_Extrait choisi_:
RCN

 

 

 

 

 

 

 

 

POURQUOI FAIRE LE CHOIX DU SORGHO FOURRAGER ?

Réaliser des stocks fourragers sur des parcelles séchantes, semer plus tardivement derrière un méteil dérobé ou encore implanter une prairie sous couvert au printemps : voilà autant de situations qui ont conduit certains éleveurs à essayer la culture du sorgho fourrager. Nous vous présentons ici les résultats d’essais conduits par 3 éleveurs de Seine-Maritime et de l’Eure : rendements obtenus, valeurs alimentaires, essais d’association…

Les éleveurs suivis ont fait le choix du sorgho fourrager ou de l’herbe du soudan pour des raisons diverses :

  • Valoriser une parcelle très séchante : Pour l’un d’entre eux, il s’agissait de valoriser une parcelle très séchante afin de réaliser des stocks fourragers. Situé dans les boucles de la Seine, l’éleveur a besoin de stock pour affourager les animaux lorsqu’une partie des surfaces est inondée l’hiver. Cependant, les déficits hydriques marqués en été pénalisent la production fourragère.
    En effet, sur la parcelle en question, les sols alluvionnaires filtrants ne permettent pas de cultiver du maïs fourrage (moins de 3tMS). Son choix s’est donc porté sur de l’herbe du soudan, plus résistante aux stress hydriques et permettant de réaliser plusieurs coupes.

    En 2020, année chaude et sèche, avec un apport de 20t de fumier et un semis début juin, le rendement estimé en enrubannage a été de 7,5tMS/ha en première coupe en juillet et de 4,5tMS/ha à la seconde en octobre, soit 12tMS/ha. L’éleveur est satisfait du rendement obtenu : « cela m'a permis de sécuriser les stocks de fourrage grossier pour l’hiver lors d’une année ou les rendements en herbe étaient insuffisants. » En revanche, en 2021, sur la même parcelle, le temps froid et humide a été moins favorable au sorgho : les coupes mi-août et mi-septembre n’ont permis qu’un rendement de 6tMS/ha, soit la moitié de l’année précédente. Par contre, la pousse de l’herbe était très importante cette année-là.

_Exercice court a_:
Recopiez sans aucune modification les lignes des enregistrements, en commençant par celle qui contient "211, row 1004." et en allant jusqu'à celle qui contient "column 730, row 117", les deux incluses.

_Informations affichées_:
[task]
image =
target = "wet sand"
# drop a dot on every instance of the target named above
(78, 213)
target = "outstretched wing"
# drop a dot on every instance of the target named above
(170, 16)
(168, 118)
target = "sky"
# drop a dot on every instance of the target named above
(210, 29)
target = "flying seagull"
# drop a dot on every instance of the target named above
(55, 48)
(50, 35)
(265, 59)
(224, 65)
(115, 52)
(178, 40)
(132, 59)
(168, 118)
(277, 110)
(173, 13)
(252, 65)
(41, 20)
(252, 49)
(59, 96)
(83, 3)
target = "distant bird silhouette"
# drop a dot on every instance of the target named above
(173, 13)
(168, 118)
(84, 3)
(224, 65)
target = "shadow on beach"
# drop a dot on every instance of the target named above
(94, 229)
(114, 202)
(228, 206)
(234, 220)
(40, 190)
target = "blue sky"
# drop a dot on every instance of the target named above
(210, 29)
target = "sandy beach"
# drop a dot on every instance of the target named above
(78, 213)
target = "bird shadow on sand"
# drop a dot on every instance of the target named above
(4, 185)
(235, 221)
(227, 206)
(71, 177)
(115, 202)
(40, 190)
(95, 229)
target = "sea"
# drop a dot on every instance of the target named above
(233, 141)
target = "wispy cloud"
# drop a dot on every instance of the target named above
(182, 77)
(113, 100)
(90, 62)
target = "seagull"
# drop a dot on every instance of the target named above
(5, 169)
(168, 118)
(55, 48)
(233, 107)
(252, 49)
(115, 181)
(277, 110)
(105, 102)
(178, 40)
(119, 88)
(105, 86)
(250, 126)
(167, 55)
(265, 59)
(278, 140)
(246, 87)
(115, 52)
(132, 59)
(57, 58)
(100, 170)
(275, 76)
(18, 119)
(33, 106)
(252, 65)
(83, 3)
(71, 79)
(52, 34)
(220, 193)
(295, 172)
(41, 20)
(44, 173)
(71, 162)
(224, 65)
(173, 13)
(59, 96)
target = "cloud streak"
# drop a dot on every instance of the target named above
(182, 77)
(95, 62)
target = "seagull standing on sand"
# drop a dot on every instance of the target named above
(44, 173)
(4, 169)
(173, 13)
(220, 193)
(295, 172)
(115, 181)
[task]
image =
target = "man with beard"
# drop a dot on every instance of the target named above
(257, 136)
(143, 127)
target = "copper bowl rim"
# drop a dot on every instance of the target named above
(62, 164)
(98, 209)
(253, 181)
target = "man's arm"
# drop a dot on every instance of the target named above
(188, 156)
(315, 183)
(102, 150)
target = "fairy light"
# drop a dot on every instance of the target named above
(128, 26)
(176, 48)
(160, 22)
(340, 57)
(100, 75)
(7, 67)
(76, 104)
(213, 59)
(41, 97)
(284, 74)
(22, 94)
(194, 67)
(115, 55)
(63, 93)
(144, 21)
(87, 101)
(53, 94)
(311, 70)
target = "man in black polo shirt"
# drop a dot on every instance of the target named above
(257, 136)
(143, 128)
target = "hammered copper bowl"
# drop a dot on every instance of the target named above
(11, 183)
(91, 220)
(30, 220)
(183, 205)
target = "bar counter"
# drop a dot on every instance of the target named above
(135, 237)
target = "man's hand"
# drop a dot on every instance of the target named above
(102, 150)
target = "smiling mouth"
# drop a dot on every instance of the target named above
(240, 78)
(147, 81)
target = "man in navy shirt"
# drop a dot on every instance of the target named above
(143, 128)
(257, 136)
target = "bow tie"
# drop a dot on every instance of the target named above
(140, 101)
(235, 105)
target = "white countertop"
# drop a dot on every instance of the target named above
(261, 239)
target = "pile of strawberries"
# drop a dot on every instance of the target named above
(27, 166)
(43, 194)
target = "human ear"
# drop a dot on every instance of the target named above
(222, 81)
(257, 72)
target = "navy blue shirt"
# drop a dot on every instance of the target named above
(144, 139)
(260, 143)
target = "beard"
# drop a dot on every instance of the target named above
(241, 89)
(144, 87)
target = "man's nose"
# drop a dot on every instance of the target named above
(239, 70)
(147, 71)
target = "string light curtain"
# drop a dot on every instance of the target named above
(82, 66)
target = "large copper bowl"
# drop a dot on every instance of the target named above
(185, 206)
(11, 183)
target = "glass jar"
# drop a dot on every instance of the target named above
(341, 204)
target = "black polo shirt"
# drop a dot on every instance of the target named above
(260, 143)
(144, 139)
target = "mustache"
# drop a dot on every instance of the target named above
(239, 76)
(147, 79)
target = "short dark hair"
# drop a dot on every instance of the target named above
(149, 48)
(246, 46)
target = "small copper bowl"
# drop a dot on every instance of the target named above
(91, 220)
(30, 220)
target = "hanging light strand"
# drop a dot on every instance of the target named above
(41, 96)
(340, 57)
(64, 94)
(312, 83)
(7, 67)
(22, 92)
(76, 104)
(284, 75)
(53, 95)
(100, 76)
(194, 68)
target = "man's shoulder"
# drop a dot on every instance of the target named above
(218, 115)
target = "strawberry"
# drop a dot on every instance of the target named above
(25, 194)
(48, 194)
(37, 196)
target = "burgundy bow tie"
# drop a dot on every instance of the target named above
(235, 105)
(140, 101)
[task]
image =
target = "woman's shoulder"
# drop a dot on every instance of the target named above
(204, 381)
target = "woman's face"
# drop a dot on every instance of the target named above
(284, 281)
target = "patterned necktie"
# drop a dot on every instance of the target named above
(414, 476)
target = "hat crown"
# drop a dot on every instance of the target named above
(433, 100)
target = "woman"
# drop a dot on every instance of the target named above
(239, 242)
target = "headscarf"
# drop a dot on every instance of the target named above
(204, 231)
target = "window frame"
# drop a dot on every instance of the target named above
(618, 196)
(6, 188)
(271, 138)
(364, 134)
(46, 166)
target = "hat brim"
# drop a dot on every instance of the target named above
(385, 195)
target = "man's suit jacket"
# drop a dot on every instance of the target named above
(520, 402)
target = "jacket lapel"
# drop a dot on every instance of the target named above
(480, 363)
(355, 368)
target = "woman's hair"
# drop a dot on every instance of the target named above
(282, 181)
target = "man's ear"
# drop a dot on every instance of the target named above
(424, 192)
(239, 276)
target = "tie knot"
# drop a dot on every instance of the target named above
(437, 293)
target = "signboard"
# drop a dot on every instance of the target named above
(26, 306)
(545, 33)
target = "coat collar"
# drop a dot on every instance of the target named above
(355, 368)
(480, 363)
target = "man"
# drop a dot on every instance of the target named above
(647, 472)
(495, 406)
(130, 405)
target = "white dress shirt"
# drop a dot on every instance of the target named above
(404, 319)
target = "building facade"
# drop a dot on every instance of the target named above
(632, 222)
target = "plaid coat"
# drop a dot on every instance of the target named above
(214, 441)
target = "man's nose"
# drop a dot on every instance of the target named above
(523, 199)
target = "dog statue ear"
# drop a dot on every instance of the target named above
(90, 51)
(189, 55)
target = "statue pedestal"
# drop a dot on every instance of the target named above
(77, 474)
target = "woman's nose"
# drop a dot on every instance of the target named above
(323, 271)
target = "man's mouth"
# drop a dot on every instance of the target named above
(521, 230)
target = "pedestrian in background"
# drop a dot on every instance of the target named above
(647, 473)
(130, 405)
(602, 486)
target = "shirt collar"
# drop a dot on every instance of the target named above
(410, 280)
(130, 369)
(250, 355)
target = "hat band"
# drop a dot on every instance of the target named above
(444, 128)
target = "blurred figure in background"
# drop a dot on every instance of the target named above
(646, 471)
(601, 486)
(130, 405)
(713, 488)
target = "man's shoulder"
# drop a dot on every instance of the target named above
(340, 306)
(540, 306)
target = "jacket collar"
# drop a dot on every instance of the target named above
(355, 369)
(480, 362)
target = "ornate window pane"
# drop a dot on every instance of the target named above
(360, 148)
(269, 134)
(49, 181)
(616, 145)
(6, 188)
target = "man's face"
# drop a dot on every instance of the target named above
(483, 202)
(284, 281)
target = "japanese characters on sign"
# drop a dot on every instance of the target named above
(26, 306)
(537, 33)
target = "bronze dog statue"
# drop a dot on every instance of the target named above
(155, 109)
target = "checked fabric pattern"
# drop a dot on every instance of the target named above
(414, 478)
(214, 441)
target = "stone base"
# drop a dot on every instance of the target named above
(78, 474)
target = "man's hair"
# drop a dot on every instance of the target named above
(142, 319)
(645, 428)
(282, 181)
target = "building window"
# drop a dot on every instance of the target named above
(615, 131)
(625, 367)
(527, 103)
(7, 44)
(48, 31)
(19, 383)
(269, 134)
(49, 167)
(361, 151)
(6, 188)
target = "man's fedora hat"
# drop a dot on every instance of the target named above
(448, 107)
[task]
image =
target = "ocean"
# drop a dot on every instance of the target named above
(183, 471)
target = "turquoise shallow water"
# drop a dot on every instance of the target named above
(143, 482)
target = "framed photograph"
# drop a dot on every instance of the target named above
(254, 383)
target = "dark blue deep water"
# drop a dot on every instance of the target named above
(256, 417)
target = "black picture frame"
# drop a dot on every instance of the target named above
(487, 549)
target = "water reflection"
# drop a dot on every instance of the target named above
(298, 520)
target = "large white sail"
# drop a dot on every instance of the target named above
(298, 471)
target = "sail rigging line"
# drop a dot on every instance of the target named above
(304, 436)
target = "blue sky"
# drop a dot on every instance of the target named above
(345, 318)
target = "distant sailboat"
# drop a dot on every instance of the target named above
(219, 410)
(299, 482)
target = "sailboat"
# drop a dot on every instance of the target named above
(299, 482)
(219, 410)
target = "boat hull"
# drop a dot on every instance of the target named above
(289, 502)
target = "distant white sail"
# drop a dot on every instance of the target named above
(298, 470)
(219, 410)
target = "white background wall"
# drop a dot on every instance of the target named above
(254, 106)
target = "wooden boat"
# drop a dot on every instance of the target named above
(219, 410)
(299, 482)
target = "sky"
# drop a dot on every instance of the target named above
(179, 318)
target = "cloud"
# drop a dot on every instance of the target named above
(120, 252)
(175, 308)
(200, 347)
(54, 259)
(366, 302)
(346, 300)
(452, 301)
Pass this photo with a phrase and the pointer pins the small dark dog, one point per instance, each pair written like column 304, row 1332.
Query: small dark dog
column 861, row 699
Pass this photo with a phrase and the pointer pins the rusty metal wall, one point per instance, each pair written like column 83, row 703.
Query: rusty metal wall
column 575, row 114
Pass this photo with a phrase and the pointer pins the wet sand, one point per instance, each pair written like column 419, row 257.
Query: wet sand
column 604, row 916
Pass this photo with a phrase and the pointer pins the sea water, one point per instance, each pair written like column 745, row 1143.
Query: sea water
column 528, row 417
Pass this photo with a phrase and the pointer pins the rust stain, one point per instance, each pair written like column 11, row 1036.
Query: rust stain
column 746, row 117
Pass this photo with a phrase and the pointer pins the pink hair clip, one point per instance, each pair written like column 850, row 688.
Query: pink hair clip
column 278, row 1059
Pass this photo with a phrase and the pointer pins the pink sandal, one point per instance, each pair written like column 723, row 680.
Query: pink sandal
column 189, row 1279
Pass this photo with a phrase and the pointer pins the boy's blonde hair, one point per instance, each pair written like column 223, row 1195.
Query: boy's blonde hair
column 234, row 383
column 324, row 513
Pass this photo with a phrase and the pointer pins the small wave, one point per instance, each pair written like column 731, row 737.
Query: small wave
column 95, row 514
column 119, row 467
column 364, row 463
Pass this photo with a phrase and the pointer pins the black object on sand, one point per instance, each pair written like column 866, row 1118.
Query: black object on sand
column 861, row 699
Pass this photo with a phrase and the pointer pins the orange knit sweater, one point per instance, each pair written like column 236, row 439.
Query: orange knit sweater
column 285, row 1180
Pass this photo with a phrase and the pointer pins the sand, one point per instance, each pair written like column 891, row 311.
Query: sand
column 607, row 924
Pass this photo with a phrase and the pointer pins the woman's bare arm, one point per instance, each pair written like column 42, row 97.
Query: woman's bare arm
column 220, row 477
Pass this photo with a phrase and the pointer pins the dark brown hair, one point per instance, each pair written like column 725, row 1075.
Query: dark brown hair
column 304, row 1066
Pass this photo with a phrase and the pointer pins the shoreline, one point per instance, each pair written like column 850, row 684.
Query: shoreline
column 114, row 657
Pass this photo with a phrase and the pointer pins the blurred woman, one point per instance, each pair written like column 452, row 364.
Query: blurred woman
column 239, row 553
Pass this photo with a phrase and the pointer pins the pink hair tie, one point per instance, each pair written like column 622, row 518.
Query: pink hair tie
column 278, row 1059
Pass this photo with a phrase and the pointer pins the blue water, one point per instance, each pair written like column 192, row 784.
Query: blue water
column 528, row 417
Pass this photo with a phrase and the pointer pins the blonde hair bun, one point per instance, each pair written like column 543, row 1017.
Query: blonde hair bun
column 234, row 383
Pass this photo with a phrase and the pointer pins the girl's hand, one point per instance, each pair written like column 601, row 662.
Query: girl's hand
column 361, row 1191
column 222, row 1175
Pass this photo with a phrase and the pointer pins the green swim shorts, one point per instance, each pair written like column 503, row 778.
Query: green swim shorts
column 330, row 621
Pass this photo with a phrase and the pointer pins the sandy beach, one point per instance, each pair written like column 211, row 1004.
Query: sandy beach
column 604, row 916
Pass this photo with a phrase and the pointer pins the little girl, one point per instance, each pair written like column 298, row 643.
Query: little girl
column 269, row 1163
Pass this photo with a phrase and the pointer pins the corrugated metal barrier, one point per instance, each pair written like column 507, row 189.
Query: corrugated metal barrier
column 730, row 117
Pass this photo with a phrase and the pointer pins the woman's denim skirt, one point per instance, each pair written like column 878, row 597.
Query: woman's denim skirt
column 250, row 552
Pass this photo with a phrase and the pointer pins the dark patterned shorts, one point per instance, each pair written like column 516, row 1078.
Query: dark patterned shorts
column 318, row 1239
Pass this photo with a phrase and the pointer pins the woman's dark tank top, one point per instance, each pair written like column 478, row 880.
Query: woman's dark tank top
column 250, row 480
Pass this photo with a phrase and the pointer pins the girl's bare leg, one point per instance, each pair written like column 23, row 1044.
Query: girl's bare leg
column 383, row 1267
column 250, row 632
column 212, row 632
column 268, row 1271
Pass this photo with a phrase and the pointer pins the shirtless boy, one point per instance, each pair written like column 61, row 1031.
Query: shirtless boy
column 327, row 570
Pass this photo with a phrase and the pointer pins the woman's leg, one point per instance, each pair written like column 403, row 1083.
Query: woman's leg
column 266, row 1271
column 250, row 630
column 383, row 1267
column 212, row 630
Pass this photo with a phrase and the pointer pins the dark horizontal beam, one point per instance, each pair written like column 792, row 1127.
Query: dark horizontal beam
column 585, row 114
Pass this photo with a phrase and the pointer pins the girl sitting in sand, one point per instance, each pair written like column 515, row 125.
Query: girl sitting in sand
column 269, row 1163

_Exercice court b_:
Poursuivez le texte sur le sorgho fourrager à partir de sa dernière phrase.

_Résultat attendu a_:
Pass this photo with a phrase and the pointer pins the sandy beach, one point per instance, each pair written like column 211, row 1004.
Query: sandy beach
column 604, row 916
Pass this photo with a phrase and the pointer pins the little girl, one point per instance, each pair written like column 298, row 643.
Query: little girl
column 269, row 1163
Pass this photo with a phrase and the pointer pins the corrugated metal barrier, one point per instance, each pair written like column 507, row 189.
Query: corrugated metal barrier
column 730, row 117

_Résultat attendu b_:
  • Semer derrière un méteil ensilé : Une autre motivation possible est la réalisation d’une culture fourragère dérobée qui puisse être semée suffisamment tard derrière un méteil ensilé. « Je pense que le sorgho pourrait trouver sa place après un méteil. On peut le récolter au bon stade sans avoir à se presser à cause de la date de semis du maïs. » Semé début juin, il a permis une première exploitation en juillet-août et une seconde coupe en septembre-octobre, avant les premières gelées. Pour l’implantation derrière méteil, les éleveurs ont choisi de ne pas labourer, l’itinéraire technique suivi était le suivant :
    • Récolte du méteil en ensilage mi-mai ou fin mai;
    • Epandage de fumier de bovin entre 20 et 30t/ha;
    • 2 passages de déchaumeur;
    • Semis en ligne à 3cm de profondeur;
    • Passage de rouleau;

Enfin, le semis tardif peut être intéressant pour détruire une prairie tout en limitant les risques de prédation par rapport au maïs. Un agriculteur, contraint depuis 3 ans « à faire des semis de sorgho dans le maïs après le 15 juin à cause des corbeaux », a donc décidé de semer un sorgho dès le début. « Ça m’a permis de nettoyer mon sol, de faire une transition entre la prairie et le blé derrière. J’espère que ça fera un bon précédent. »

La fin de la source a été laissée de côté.